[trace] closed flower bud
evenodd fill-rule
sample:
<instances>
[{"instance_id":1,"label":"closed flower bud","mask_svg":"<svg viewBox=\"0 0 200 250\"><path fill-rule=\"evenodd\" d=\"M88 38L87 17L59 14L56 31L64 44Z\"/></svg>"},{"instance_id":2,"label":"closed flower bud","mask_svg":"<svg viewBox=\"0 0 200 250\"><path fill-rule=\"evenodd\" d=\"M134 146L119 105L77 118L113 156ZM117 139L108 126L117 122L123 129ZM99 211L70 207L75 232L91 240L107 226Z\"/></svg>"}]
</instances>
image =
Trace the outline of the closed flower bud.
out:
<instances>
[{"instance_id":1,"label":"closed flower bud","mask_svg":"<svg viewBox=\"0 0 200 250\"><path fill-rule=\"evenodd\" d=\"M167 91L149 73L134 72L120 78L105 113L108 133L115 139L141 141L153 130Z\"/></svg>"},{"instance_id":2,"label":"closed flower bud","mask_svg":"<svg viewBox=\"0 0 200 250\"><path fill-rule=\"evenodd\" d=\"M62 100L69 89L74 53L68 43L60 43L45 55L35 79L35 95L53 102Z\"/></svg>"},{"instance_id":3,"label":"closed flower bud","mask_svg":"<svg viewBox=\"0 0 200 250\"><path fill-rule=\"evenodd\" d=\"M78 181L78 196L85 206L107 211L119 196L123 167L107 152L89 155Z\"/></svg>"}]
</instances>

-------

Aim – Write out the listing again, substituting "contour" for every "outline" and leaving everything else unchanged.

Solution below –
[trace] closed flower bud
evenodd fill-rule
sample:
<instances>
[{"instance_id":1,"label":"closed flower bud","mask_svg":"<svg viewBox=\"0 0 200 250\"><path fill-rule=\"evenodd\" d=\"M88 38L87 17L59 14L56 31L64 44Z\"/></svg>"},{"instance_id":2,"label":"closed flower bud","mask_svg":"<svg viewBox=\"0 0 200 250\"><path fill-rule=\"evenodd\" d=\"M134 146L119 105L77 118L113 156ZM117 139L108 126L117 122L123 129ZM99 211L70 207L75 232L91 240L107 226Z\"/></svg>"}]
</instances>
image =
Trace the contour of the closed flower bud.
out:
<instances>
[{"instance_id":1,"label":"closed flower bud","mask_svg":"<svg viewBox=\"0 0 200 250\"><path fill-rule=\"evenodd\" d=\"M167 91L149 73L134 72L120 78L105 113L108 133L115 139L141 141L153 130Z\"/></svg>"},{"instance_id":2,"label":"closed flower bud","mask_svg":"<svg viewBox=\"0 0 200 250\"><path fill-rule=\"evenodd\" d=\"M62 100L69 89L74 53L68 43L60 43L45 55L35 79L35 95L53 102Z\"/></svg>"},{"instance_id":3,"label":"closed flower bud","mask_svg":"<svg viewBox=\"0 0 200 250\"><path fill-rule=\"evenodd\" d=\"M78 181L78 196L85 206L107 211L119 196L123 167L107 152L89 155Z\"/></svg>"}]
</instances>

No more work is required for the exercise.